THE DATA:
⟨

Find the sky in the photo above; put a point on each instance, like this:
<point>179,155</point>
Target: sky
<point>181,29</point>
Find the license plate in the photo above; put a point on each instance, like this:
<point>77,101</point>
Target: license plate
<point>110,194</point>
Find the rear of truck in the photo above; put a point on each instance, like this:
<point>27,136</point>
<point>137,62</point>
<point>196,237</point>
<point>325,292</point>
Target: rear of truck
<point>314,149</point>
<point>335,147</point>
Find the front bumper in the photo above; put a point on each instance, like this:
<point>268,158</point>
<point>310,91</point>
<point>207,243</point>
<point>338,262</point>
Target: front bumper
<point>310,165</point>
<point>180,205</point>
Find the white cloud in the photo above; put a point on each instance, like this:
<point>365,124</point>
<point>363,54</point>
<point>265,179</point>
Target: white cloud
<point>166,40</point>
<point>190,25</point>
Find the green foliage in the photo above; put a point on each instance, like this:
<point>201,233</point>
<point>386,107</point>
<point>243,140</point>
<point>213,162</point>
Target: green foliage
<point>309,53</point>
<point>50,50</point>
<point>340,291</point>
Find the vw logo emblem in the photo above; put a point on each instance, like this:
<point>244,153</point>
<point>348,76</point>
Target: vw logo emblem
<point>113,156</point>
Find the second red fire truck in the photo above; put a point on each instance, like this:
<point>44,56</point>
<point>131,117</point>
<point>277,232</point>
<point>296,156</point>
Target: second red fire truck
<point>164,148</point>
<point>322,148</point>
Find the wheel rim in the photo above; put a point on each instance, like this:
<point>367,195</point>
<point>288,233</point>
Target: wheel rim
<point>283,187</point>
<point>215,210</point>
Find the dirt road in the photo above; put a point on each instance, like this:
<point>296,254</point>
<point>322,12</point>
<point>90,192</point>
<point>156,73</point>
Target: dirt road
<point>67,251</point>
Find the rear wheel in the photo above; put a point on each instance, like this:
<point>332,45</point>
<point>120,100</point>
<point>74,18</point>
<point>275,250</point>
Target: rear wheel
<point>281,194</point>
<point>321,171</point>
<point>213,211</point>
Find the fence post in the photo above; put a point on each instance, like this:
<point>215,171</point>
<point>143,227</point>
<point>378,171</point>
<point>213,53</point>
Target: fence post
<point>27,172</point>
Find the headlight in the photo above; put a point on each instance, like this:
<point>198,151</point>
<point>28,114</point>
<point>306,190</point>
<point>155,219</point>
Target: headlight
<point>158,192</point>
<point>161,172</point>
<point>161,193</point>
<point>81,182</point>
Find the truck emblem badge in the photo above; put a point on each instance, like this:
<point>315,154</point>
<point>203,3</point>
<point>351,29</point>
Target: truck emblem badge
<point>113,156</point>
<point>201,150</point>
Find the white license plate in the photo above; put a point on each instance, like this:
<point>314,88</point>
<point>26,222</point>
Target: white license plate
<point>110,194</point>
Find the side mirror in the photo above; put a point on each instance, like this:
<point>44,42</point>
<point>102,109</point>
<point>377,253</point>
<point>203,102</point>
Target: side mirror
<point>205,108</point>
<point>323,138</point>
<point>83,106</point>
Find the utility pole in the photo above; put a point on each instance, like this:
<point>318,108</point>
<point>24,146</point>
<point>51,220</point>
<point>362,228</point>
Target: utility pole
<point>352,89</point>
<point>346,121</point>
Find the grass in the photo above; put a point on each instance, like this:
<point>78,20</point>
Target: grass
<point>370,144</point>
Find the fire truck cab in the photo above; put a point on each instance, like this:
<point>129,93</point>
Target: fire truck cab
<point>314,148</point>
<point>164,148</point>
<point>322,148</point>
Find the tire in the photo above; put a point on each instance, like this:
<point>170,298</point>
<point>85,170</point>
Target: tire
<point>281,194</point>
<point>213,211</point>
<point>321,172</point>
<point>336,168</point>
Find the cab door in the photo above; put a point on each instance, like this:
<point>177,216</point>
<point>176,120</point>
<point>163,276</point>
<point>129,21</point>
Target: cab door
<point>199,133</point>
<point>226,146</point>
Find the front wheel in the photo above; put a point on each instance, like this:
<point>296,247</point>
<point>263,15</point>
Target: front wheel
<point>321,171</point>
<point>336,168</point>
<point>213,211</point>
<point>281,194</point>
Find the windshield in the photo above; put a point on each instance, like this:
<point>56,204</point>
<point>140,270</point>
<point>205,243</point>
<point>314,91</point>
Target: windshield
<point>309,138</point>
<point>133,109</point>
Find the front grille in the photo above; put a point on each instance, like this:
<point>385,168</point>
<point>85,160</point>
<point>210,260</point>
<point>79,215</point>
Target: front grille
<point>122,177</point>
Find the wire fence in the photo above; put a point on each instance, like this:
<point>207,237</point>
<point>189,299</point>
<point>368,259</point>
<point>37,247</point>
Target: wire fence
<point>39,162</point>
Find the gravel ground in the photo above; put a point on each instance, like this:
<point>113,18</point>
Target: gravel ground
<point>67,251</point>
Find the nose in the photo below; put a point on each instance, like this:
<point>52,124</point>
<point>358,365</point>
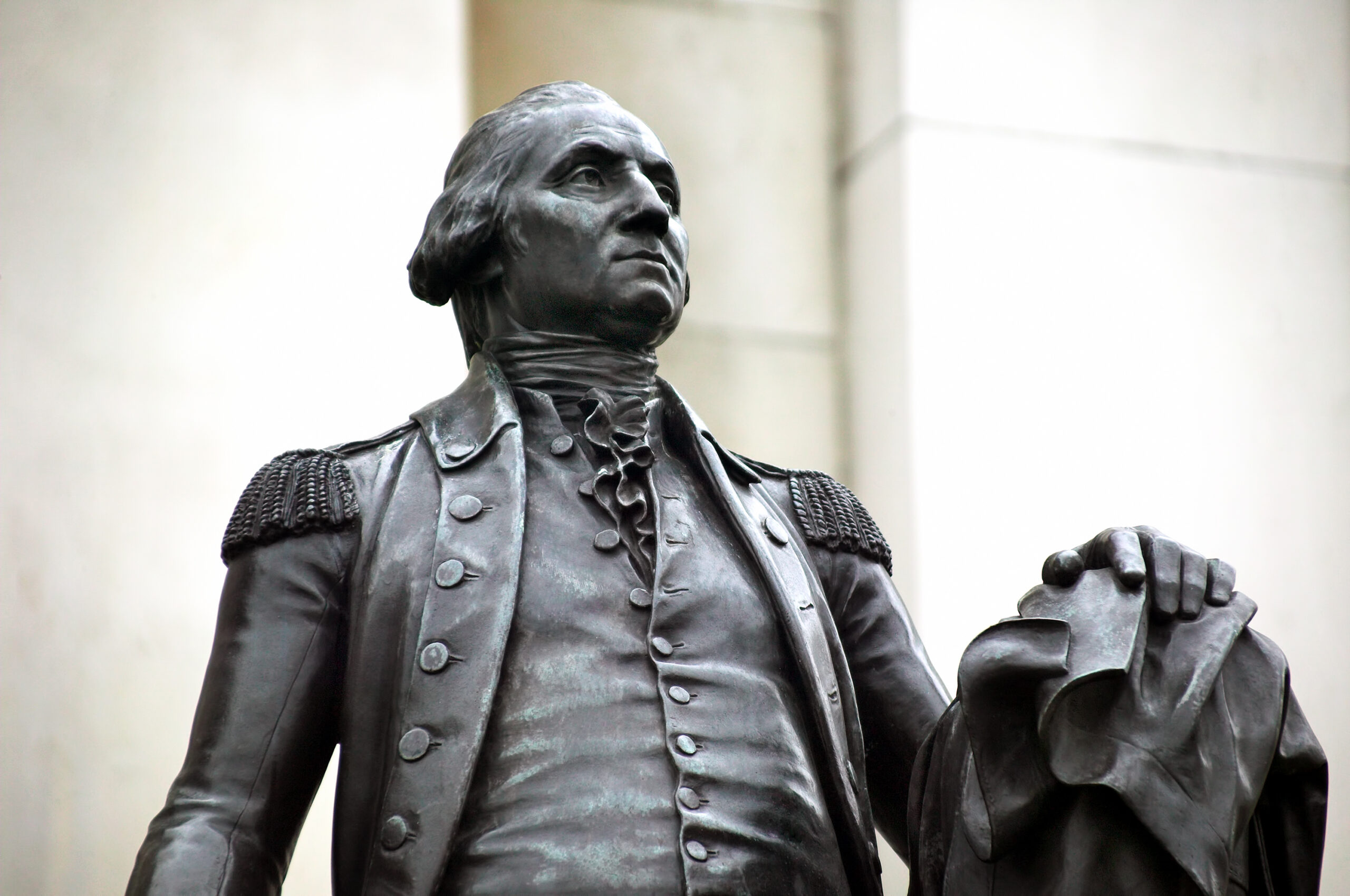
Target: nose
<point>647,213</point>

⟩
⟨

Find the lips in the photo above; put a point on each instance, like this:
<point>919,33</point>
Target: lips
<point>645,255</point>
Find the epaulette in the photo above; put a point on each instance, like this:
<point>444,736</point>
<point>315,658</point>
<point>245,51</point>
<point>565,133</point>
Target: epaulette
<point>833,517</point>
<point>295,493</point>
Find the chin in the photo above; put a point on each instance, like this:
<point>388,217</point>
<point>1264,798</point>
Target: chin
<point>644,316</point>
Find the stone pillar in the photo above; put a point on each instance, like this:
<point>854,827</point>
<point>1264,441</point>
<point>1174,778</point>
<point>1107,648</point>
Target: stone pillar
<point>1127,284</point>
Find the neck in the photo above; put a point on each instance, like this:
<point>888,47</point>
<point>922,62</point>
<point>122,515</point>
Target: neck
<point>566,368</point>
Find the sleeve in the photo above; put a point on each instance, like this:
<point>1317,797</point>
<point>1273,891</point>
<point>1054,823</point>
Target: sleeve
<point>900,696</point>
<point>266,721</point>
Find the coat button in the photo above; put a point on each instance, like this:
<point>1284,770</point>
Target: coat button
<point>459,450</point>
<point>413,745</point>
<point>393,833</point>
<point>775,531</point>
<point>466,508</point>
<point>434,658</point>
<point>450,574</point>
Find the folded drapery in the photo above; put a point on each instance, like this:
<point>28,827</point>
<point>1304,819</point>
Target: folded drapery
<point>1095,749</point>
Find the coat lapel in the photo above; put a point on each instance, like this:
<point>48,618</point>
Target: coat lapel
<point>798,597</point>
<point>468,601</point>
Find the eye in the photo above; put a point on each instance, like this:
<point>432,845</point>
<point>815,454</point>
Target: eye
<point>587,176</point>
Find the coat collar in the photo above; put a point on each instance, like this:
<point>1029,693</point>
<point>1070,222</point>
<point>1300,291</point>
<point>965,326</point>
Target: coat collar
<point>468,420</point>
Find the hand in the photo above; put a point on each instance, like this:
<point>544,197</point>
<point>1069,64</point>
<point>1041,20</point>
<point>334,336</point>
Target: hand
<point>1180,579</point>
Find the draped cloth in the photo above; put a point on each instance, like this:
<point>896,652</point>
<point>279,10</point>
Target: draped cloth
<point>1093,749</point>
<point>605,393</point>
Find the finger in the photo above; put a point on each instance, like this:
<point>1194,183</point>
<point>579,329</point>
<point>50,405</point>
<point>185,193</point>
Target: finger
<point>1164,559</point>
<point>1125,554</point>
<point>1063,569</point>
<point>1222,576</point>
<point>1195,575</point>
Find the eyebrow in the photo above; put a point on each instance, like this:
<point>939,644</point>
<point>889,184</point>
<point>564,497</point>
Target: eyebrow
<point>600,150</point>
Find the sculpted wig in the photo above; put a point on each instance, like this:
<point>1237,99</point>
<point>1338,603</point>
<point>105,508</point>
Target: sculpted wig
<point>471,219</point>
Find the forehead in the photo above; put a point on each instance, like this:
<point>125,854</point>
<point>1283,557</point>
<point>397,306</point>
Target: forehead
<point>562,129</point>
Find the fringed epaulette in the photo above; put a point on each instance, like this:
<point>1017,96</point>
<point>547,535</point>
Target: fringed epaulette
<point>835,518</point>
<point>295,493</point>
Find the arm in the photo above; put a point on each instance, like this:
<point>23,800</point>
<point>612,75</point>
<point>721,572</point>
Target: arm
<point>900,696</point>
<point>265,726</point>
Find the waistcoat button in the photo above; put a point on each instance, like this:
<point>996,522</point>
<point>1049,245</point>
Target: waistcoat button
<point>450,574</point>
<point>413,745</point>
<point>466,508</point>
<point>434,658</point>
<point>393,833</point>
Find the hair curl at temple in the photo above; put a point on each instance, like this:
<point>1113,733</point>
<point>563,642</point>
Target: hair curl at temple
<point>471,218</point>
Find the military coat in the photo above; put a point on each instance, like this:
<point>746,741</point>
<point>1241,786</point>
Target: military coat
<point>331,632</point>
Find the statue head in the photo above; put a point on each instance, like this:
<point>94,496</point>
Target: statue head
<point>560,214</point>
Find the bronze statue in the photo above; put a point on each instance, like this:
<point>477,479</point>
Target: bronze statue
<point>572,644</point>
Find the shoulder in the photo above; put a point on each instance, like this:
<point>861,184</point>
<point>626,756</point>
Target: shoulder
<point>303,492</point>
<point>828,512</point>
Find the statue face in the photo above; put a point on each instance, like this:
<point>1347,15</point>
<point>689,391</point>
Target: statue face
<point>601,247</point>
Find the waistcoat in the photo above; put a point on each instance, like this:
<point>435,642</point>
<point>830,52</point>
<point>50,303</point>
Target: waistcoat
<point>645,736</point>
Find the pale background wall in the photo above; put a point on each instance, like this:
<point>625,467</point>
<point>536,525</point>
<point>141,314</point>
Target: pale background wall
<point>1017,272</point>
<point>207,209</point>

⟩

From the data above, return every line from the line that has "Find the sky" up to and including the line that has "<point>131,117</point>", exactly.

Find the sky in the photo above; put a point on each instance, like this:
<point>179,155</point>
Target: sky
<point>181,29</point>
Find the license plate in the photo above; put a point on each instance, like this:
<point>77,101</point>
Target: license plate
<point>110,194</point>
Find the rear of truck in the photo above; put a point on each instance, like this:
<point>27,136</point>
<point>137,62</point>
<point>196,237</point>
<point>325,292</point>
Target: rear of truck
<point>314,149</point>
<point>335,147</point>
Find the front bumper in the photo above; put a point on each instance, like this:
<point>268,158</point>
<point>310,91</point>
<point>207,243</point>
<point>338,262</point>
Target: front bumper
<point>310,165</point>
<point>180,205</point>
Find the white cloud in the photo above; put a point on each instance, like this:
<point>365,124</point>
<point>363,54</point>
<point>265,179</point>
Target: white cloud
<point>166,40</point>
<point>190,25</point>
Find the green foliage in the photo above; put a point on each instance, like this:
<point>201,233</point>
<point>386,107</point>
<point>243,140</point>
<point>213,162</point>
Target: green foliage
<point>309,53</point>
<point>50,50</point>
<point>340,291</point>
Find the vw logo emblem in the photo above; put a point on each instance, like this:
<point>244,153</point>
<point>348,76</point>
Target: vw logo emblem
<point>113,156</point>
Find the second red fire truck in the photo above; put a point on each instance, like this:
<point>44,56</point>
<point>131,117</point>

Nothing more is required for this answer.